_Übungsaufgaben_:
**A)** Seit wann arbeitet Axel Ranisch laut dem Interview an „Ich fühl mich Disco“?
**B)** Führen Sie sämtliche Filmtitel auf, die im Interview mit Axel Ranisch erwähnt werden.
**C)** Führen Sie das Interview mit Axel Ranisch im Anschluss an die zuletzt gestellte Frage weiter.

_Vorliegender Text_:
Interview mit Regisseur Axel Ranisch zu “Ich fühl mich Disco” – Teil 1

Auf den Wellen des Moments reiten



Deinen Filmen ist eine gewisse Harmonie förmlich anzusehen. Hat das damit zu tun, dass sich die Beteiligten mittlerweile einfach gut kennen?
Ich bin kein Typ, der gerne rumschreit. Ich brauche diese Harmonie und bin gerne mit meinem Team und meinen Schauspielern befreundet. Heiko (Pinkowski) und ich müssen nicht mehr reden, wir verstehen uns mit Blicken und Lauten.

Der Film sollte eigentlich unter dem Namen „Zehn Meter“ dein Debüt werden, oder?
Ja, aus meinem Debüt wurde nun mein dritter Film, aber auch doch der erste, weil weder „Dicke Mädchen“ noch „Reuber“ die 78 Minuten-Marke geknackt haben. Von daher ist „Ich fühl mich Disco“ mein erster Langfilm.

Wie lange hast du an dem Film gearbeitet?
Seit Anfang 2008, also seit über fünf Jahren.

Es gab in der Zeit unheimlich viele Drehbuchfassungen und Änderungen. Hattest du das Gefühl, dass du dich komplett Verrennen könntest?

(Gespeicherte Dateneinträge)
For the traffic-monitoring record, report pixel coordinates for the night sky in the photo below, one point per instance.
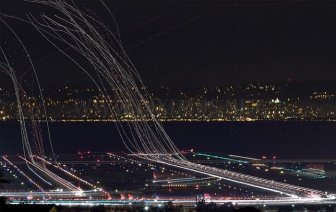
(199, 43)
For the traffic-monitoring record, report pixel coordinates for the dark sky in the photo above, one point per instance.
(201, 43)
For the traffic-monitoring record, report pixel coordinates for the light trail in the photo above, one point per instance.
(111, 70)
(22, 173)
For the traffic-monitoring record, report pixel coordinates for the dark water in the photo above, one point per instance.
(284, 139)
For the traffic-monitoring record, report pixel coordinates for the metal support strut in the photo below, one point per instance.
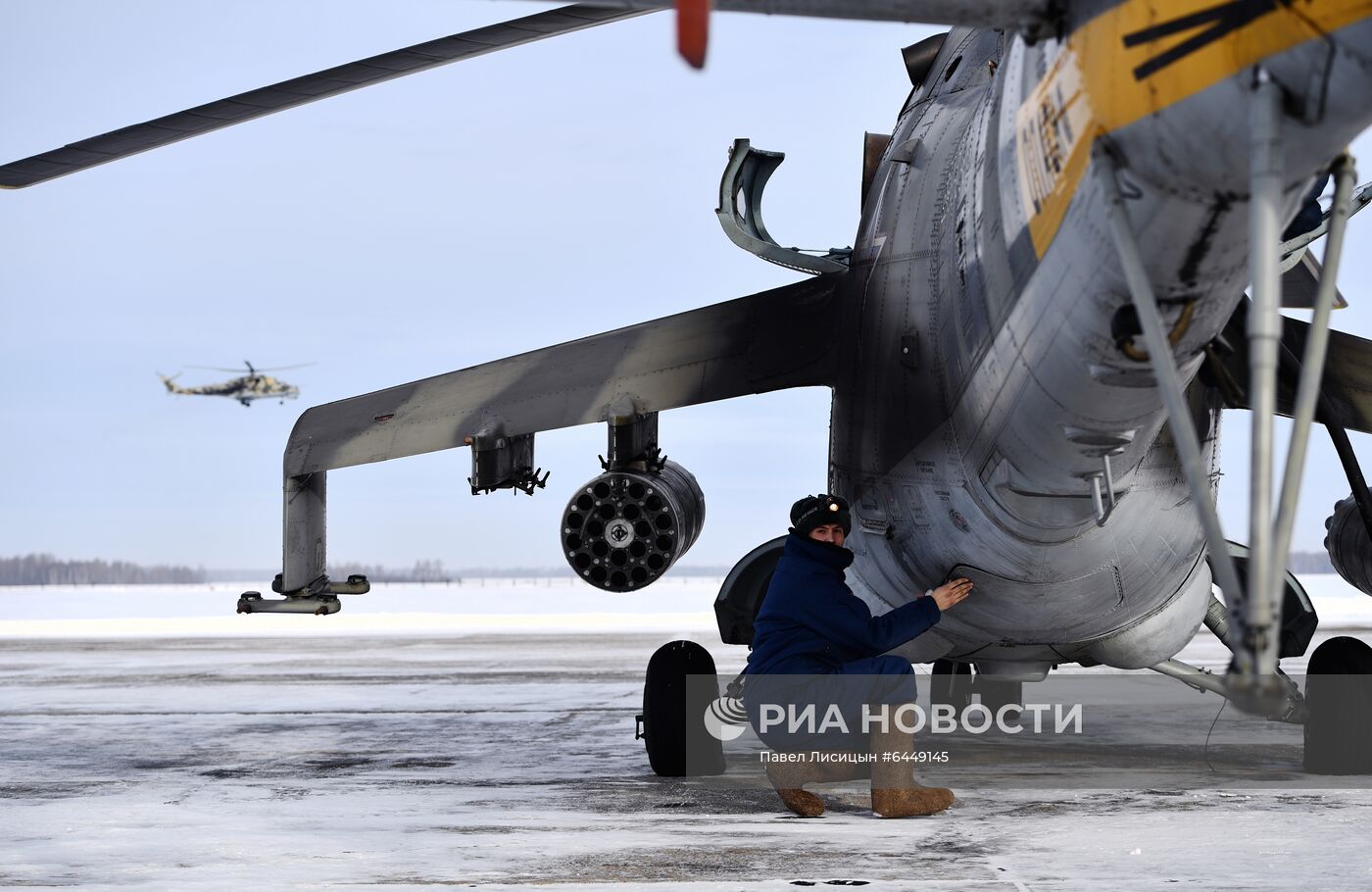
(1257, 658)
(1312, 370)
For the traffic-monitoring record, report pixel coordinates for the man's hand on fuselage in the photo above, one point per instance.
(950, 593)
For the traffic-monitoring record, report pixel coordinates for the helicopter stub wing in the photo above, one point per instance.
(770, 340)
(308, 88)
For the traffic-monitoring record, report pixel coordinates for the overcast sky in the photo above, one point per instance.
(422, 225)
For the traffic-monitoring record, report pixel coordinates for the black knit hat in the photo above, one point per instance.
(815, 511)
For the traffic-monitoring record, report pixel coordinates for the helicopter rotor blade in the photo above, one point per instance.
(251, 370)
(299, 91)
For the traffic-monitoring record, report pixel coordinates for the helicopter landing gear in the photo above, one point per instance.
(1338, 695)
(672, 723)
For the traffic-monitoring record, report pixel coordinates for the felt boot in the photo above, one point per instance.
(788, 778)
(894, 789)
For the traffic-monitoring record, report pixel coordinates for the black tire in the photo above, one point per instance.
(1338, 695)
(674, 713)
(950, 685)
(999, 693)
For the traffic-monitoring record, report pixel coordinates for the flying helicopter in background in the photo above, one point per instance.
(244, 388)
(1029, 343)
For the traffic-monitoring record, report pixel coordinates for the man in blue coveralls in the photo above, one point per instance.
(816, 644)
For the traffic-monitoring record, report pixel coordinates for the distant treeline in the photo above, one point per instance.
(434, 571)
(421, 571)
(45, 570)
(1310, 563)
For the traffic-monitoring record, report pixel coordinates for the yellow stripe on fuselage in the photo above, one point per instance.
(1093, 88)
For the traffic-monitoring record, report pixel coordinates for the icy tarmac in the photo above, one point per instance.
(222, 754)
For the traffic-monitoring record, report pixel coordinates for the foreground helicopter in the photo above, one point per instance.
(244, 388)
(1029, 343)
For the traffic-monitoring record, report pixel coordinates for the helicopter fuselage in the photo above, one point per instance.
(988, 384)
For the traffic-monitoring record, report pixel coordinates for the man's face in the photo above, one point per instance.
(830, 532)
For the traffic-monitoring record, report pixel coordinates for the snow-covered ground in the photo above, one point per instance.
(483, 737)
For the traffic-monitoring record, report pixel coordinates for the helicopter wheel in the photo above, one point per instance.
(1338, 693)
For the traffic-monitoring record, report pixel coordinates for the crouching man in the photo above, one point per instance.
(816, 648)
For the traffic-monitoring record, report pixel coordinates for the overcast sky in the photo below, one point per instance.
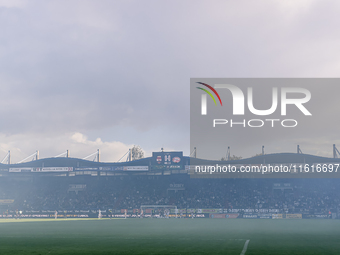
(88, 75)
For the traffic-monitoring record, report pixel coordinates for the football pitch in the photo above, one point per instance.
(170, 236)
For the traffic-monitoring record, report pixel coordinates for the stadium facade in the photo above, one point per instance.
(148, 187)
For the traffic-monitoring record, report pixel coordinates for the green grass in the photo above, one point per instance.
(169, 236)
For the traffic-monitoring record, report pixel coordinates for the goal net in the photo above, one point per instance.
(160, 210)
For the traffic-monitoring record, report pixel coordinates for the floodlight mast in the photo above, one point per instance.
(66, 153)
(35, 156)
(7, 158)
(96, 154)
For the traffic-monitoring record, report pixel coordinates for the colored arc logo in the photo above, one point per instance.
(208, 92)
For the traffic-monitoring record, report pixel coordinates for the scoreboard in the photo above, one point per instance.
(167, 160)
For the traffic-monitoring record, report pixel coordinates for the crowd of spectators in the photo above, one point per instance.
(130, 192)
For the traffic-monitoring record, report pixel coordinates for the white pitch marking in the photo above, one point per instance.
(245, 247)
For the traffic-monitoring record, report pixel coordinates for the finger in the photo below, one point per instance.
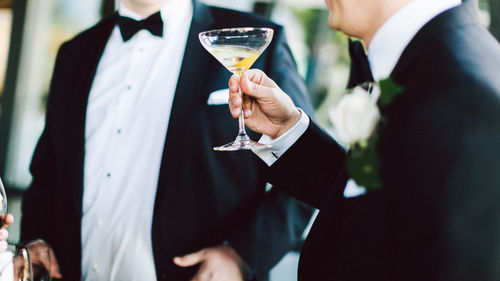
(234, 83)
(250, 85)
(54, 271)
(259, 77)
(203, 275)
(8, 220)
(235, 105)
(190, 260)
(4, 234)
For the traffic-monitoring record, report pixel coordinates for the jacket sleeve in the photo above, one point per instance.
(276, 224)
(38, 199)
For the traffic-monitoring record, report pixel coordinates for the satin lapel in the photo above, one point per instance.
(91, 50)
(188, 92)
(465, 14)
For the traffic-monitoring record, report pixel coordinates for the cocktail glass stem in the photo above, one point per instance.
(242, 134)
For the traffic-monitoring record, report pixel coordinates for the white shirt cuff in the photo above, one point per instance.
(280, 145)
(6, 266)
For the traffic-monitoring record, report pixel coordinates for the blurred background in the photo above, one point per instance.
(31, 32)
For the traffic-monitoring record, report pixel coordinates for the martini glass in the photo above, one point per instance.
(237, 49)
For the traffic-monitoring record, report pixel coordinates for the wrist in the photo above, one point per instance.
(289, 123)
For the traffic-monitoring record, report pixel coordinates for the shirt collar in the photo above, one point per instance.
(391, 39)
(174, 10)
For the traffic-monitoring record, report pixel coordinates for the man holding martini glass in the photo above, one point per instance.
(425, 143)
(124, 175)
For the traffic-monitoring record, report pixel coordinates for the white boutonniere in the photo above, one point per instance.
(355, 119)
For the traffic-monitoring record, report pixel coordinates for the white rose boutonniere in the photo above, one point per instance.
(355, 119)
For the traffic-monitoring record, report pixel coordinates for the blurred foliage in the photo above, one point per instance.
(327, 50)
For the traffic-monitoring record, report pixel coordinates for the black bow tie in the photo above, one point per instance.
(360, 67)
(129, 27)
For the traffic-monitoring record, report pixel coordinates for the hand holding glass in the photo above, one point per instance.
(237, 49)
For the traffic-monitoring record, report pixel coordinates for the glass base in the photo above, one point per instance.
(241, 143)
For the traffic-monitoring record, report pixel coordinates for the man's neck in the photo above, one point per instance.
(384, 11)
(144, 9)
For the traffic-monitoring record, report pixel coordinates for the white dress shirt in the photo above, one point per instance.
(6, 266)
(126, 124)
(386, 48)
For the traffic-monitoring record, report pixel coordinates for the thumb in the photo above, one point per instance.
(190, 259)
(255, 83)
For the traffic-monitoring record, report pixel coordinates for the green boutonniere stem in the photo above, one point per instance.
(363, 163)
(388, 91)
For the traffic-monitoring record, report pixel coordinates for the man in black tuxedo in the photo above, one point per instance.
(437, 214)
(124, 175)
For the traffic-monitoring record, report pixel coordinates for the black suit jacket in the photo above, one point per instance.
(203, 197)
(437, 217)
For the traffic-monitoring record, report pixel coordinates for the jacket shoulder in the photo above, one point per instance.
(225, 18)
(94, 32)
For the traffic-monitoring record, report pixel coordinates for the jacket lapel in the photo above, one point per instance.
(187, 94)
(91, 50)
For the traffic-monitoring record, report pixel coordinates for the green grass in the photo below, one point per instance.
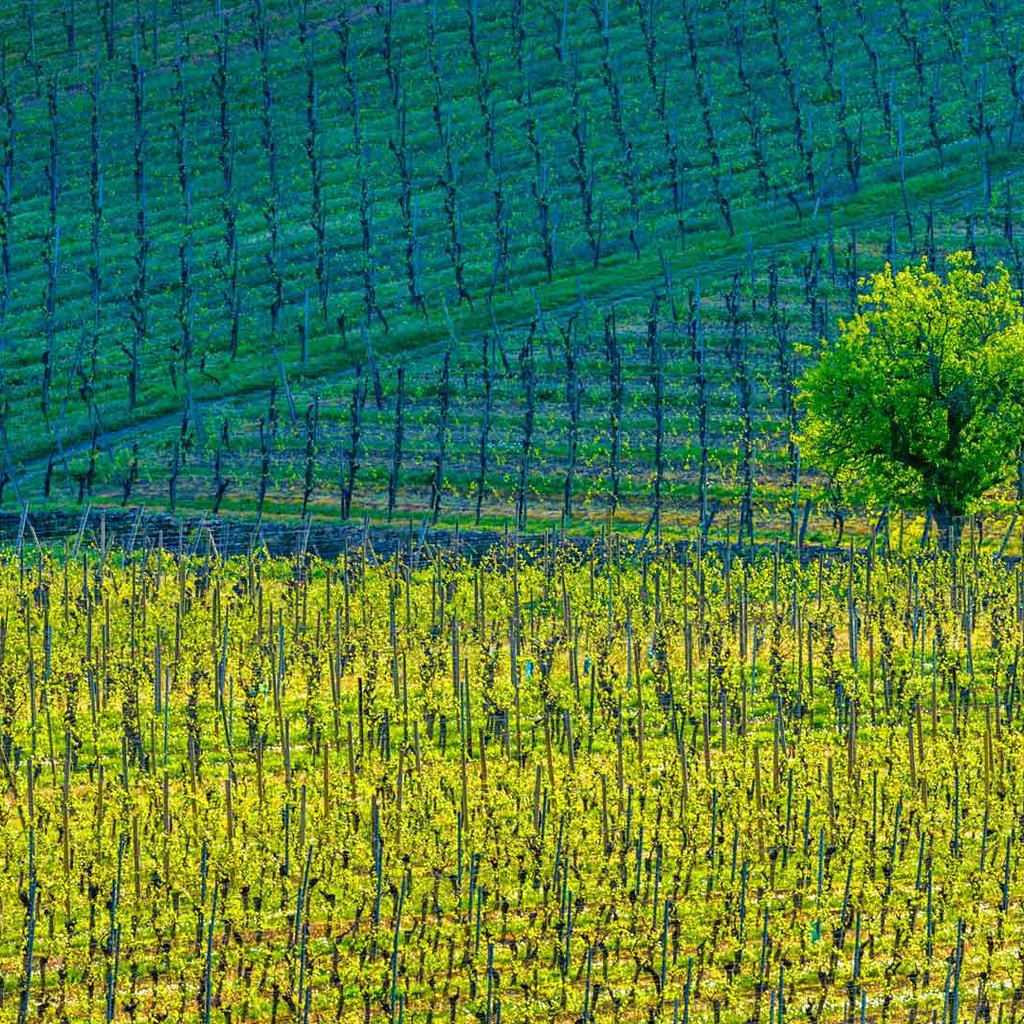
(970, 180)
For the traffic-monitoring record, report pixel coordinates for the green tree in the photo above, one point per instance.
(920, 401)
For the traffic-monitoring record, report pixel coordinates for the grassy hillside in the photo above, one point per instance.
(224, 227)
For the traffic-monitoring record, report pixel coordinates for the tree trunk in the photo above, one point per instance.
(948, 524)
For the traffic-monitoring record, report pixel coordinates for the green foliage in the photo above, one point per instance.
(920, 400)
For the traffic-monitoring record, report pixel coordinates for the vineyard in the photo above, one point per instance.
(431, 585)
(451, 260)
(552, 784)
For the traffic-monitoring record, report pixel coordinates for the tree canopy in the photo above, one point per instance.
(919, 403)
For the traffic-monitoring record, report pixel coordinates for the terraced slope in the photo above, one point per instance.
(256, 213)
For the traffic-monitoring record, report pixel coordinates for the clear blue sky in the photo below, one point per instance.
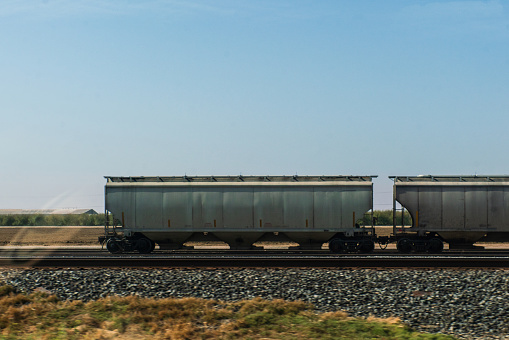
(95, 88)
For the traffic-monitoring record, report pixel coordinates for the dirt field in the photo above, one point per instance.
(50, 236)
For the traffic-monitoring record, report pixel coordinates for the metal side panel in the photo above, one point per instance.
(238, 208)
(429, 212)
(476, 208)
(327, 208)
(497, 210)
(453, 208)
(149, 208)
(121, 200)
(268, 207)
(408, 197)
(298, 207)
(177, 209)
(208, 208)
(354, 203)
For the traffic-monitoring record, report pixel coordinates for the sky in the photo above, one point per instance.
(169, 88)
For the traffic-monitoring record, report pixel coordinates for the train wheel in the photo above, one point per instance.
(113, 246)
(435, 245)
(404, 245)
(336, 246)
(144, 245)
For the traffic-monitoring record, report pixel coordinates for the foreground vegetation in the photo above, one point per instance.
(39, 220)
(382, 218)
(42, 316)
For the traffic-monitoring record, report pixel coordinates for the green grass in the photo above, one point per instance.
(42, 316)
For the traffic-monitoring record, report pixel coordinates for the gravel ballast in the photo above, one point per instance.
(467, 303)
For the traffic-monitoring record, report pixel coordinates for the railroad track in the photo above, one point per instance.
(94, 258)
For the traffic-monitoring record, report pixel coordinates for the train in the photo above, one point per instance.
(171, 212)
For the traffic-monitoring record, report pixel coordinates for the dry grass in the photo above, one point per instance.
(42, 316)
(50, 236)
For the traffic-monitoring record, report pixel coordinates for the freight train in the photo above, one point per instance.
(307, 210)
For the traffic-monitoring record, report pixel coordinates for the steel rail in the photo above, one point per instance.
(331, 262)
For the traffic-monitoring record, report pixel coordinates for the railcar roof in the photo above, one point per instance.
(211, 179)
(441, 178)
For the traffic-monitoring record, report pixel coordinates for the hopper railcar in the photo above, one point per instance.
(240, 211)
(459, 210)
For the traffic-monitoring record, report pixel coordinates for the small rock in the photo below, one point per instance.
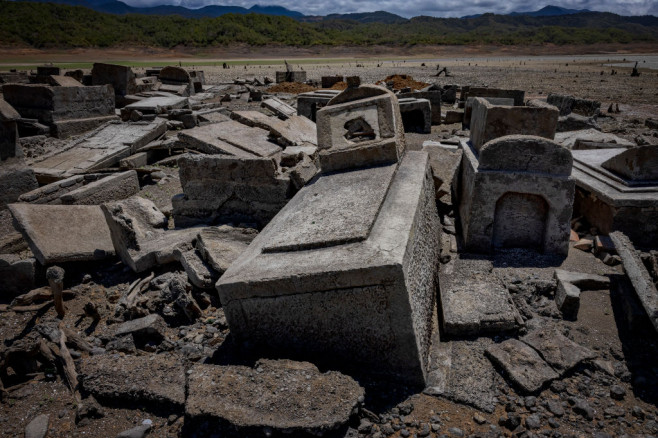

_Lösungen_:
**A)** Seit Anfang 2008, also seit über fünf Jahren.

**B)** „Ich fühl mich Disco“, „Zehn Meter“, „Dicke Mädchen“, „Reuber“

**C)**
Das ist passiert. Nach zwei Jahren Drehbuchentwicklung wurde das Buch nicht mehr besser, sondern schlechter. Ich habe die Lust verloren. Wir versuchten Kompromisse zu finden, um Redakteurin, Produzentin und mich glücklich zu machen, aber das ist ausgeufert. Nach vier Jahren habe ich die Notbremse gezogen und gesagt: Gut, dann wird der Film eben nix. Ich höre auf. Man muss auch loslassen können. Anfangs erlitt ich Zusammenbrüche, wenn der Film mal wieder um ein Jahr verschoben wurde. Irgendwann hat sich das relativiert. Es hat mich nicht mehr getroffen.

Du erzählst jetzt recht locker aus dieser Zeit, aber das war damals sicher anders, oder?
Ich bin ein sehr ungeduldiger Mensch und das sollte mein Diplomfilm werden, was nicht klappte. Das war essentiell. Der aufgestaute Frust entlud sich in dem ich „Dicke Mädchen“ drehte. Einfach so. Ohne diesen Frust wäre „Dicke Mädchen“ so nicht entstanden.

Der Film wurde bei diversen Festivals gefeiert. Du warst selbst anfangs nicht komplett von ihm überzeugt. Was hat das mit dir gemacht?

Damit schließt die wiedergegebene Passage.